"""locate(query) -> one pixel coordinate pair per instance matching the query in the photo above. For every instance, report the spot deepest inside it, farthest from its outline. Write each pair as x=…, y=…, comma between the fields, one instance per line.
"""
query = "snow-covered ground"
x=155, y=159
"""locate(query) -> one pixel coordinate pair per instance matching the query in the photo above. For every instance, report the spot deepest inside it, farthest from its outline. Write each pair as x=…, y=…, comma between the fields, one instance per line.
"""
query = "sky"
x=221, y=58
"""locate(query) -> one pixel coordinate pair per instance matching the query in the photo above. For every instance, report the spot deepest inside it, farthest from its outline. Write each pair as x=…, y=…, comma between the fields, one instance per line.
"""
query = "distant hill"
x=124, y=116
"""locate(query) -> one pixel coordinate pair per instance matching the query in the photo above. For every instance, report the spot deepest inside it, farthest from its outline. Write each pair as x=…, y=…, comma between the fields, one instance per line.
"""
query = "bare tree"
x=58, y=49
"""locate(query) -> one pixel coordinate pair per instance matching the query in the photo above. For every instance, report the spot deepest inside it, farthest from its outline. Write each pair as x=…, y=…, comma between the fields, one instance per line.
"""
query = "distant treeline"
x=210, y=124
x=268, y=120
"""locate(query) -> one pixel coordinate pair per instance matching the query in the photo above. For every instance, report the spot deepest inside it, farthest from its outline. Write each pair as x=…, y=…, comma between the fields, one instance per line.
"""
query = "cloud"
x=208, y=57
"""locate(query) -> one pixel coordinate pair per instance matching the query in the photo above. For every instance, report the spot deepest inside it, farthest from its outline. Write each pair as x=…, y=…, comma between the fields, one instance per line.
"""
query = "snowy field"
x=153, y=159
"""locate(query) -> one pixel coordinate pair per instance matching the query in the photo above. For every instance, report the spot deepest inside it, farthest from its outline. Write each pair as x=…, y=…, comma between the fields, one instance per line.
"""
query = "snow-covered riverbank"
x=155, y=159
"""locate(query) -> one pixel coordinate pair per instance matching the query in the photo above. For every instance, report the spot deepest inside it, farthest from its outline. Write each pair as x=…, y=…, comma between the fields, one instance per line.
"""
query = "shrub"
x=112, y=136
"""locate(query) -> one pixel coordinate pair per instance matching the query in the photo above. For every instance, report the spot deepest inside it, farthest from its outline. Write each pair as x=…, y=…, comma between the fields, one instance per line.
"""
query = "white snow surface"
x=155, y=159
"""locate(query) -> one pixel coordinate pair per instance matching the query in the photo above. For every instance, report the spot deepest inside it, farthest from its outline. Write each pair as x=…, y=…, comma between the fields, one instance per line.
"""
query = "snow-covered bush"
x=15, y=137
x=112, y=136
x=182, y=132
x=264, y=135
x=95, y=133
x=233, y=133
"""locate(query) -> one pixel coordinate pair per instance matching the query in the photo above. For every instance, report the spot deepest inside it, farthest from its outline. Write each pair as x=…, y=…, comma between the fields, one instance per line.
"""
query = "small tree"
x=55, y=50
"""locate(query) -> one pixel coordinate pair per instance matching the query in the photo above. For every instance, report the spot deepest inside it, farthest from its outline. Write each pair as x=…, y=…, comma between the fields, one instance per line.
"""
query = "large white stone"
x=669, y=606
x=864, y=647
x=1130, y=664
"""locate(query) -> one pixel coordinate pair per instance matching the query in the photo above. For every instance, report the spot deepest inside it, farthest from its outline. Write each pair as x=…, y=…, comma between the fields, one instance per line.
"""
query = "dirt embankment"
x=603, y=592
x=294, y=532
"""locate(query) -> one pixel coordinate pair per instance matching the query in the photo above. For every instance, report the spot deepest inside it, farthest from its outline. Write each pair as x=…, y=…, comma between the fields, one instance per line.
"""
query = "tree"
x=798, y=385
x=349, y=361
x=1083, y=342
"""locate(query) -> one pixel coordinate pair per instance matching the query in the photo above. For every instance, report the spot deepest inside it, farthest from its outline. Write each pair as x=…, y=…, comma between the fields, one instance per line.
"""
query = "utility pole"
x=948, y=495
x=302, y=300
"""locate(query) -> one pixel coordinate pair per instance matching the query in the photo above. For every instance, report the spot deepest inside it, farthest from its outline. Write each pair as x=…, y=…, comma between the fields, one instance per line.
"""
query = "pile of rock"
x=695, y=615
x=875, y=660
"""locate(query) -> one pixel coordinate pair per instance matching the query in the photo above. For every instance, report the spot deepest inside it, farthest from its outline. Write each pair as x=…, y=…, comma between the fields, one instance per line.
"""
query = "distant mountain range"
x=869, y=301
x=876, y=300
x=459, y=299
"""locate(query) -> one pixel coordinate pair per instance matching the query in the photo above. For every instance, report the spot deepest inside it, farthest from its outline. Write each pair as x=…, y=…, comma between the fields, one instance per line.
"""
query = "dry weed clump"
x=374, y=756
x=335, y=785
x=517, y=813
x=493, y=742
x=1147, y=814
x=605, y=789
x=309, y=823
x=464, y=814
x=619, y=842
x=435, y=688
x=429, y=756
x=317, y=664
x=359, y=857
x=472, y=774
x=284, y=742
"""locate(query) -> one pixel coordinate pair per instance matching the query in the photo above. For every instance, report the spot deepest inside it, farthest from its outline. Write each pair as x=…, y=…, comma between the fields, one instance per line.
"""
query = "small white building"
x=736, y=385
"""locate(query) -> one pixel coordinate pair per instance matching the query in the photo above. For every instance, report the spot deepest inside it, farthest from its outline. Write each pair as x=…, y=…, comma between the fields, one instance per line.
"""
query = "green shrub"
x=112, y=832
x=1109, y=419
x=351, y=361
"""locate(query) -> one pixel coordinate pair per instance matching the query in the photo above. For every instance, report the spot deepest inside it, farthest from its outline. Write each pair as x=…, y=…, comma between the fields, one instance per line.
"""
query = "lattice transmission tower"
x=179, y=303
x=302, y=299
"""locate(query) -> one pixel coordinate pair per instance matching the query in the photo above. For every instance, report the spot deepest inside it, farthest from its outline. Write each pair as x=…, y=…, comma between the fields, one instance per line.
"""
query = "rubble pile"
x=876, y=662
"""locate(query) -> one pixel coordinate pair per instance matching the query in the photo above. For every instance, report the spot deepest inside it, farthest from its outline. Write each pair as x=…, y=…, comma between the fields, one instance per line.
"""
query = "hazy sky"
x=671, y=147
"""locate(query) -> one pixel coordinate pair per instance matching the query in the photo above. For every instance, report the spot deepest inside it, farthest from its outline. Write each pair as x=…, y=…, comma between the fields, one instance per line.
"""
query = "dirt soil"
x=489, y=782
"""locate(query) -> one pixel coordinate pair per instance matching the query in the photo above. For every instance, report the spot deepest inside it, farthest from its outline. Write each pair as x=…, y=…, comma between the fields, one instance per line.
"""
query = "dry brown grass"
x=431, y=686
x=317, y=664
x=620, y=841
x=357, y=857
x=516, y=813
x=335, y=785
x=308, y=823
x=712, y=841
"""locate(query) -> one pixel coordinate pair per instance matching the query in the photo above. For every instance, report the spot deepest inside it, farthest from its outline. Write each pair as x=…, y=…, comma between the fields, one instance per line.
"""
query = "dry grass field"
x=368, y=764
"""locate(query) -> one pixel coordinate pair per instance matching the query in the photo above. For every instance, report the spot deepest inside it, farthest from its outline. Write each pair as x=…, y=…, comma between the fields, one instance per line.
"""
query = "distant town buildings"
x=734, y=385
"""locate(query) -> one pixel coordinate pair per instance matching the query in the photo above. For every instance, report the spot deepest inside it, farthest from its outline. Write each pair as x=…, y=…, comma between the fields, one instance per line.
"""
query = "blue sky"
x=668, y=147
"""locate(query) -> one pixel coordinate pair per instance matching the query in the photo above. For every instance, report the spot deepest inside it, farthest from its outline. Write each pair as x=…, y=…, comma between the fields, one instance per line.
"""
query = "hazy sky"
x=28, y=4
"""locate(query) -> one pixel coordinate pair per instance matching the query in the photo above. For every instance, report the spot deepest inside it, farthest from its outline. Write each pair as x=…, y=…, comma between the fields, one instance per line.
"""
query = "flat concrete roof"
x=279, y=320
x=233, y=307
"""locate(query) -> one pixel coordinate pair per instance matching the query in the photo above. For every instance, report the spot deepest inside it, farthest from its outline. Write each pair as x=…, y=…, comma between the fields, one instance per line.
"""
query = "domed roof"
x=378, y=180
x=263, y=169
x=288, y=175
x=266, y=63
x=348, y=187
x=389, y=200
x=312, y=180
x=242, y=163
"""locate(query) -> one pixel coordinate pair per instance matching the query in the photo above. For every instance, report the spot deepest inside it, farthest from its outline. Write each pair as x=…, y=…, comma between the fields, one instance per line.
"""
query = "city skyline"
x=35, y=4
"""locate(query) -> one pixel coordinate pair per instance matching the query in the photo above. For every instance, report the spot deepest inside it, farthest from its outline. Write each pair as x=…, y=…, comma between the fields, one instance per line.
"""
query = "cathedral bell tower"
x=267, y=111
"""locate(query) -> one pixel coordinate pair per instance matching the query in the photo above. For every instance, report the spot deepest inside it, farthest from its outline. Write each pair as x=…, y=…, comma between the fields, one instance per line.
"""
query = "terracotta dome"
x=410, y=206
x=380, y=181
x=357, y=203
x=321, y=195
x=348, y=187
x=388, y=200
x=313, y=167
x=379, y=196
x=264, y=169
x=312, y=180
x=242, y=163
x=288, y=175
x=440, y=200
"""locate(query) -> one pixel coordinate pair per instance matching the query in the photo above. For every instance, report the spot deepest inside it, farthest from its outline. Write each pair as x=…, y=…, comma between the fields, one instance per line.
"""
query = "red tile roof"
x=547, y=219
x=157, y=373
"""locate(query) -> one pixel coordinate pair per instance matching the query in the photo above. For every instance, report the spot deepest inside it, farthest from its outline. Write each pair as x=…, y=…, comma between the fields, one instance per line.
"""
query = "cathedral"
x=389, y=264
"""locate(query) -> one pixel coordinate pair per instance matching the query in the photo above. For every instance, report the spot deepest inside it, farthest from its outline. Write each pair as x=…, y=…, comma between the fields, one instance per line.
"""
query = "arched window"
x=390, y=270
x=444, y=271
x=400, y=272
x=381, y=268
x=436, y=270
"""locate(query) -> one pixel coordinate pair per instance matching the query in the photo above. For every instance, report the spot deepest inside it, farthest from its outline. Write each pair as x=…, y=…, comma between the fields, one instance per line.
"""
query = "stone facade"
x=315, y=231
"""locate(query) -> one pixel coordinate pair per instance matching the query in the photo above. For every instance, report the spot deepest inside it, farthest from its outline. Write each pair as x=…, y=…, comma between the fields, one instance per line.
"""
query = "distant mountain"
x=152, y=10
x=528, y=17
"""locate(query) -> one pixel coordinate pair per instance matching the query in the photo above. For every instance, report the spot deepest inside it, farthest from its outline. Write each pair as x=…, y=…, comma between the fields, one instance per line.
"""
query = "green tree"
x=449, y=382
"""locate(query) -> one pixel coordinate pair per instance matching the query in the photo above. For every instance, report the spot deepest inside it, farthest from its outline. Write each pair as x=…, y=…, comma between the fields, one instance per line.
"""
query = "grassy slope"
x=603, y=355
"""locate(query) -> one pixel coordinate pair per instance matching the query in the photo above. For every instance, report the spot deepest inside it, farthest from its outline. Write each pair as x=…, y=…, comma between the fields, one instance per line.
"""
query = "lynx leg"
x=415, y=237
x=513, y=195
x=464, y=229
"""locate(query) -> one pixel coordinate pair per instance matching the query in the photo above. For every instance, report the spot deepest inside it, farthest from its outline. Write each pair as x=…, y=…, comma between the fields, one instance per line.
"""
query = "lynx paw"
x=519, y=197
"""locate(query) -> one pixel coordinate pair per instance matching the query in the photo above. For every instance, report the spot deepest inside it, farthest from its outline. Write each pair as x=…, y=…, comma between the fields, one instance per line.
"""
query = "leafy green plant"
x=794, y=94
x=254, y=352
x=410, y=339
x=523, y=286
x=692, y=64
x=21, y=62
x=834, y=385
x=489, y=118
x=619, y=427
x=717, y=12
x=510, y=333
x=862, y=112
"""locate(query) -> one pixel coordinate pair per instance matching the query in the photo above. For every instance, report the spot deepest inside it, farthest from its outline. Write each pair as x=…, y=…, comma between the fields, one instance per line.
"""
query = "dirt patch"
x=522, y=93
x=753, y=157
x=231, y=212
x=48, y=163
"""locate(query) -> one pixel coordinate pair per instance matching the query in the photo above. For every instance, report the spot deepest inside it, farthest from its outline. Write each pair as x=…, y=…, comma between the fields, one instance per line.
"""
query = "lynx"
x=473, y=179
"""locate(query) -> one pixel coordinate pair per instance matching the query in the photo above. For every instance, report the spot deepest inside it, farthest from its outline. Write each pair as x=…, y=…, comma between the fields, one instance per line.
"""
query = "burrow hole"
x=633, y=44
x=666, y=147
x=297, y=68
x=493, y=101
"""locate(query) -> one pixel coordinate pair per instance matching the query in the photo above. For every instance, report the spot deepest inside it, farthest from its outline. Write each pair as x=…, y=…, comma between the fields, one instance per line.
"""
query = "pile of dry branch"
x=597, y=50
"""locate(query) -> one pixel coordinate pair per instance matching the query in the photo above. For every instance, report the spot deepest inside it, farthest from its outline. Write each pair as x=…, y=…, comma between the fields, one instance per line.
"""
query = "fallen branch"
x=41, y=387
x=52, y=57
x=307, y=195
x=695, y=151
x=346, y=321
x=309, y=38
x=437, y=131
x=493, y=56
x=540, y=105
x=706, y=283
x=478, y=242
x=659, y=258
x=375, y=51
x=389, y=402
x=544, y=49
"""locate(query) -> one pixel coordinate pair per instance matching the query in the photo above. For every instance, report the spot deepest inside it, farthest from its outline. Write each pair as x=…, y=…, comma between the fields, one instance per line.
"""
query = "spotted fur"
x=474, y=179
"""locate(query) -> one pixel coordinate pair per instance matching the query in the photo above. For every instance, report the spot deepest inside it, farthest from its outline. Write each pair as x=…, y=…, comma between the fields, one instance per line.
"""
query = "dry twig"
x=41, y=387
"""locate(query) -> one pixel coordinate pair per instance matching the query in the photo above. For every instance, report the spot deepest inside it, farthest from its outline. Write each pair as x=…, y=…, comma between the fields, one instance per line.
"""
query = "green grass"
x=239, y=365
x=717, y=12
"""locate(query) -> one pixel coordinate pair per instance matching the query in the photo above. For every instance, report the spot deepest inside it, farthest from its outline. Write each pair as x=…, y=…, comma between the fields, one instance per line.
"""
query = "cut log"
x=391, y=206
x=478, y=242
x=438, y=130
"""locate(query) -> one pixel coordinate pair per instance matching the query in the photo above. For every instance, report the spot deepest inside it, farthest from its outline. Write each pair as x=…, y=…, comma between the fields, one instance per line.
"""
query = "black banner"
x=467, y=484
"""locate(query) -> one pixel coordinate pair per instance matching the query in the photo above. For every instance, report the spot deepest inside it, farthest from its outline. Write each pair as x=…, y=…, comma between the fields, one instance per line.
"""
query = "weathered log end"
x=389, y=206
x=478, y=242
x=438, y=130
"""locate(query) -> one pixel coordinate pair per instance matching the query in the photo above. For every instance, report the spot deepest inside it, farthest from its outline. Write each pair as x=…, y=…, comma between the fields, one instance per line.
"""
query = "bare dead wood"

● WRITTEN PROBLEM: Recast the lines from the start through the one containing "x=124, y=116" as a two-column CSV with the headers input and output. Give one row per locate call, with its full text in input and its coordinates in output, and put each field in quotation marks with line breaks replaced by spaces.

● TASK RESPONSE:
input,output
"""""""locate(query) -> one pixel coordinate pair per instance matching the query in the photo above. For every instance, report the spot deepest inside it, farthest from its outline. Write each pair as x=…, y=…, comma between the fields, one instance per line. """""" query = ""snow-covered ground""","x=155, y=159"
"""""""locate(query) -> one pixel coordinate pair per instance matching the query in the photo above. For every instance, report the spot deepest inside it, farthest from its outline. Write each pair as x=…, y=…, comma between the fields, one instance per line. """""" query = ""sky""","x=221, y=58"
"""""""locate(query) -> one pixel coordinate pair per instance matching the query in the photo above. For every instance, report the spot deepest inside it, farthest from its outline. Write each pair as x=…, y=…, comma between the fields, one instance per line. """""" query = ""distant hill""","x=124, y=116"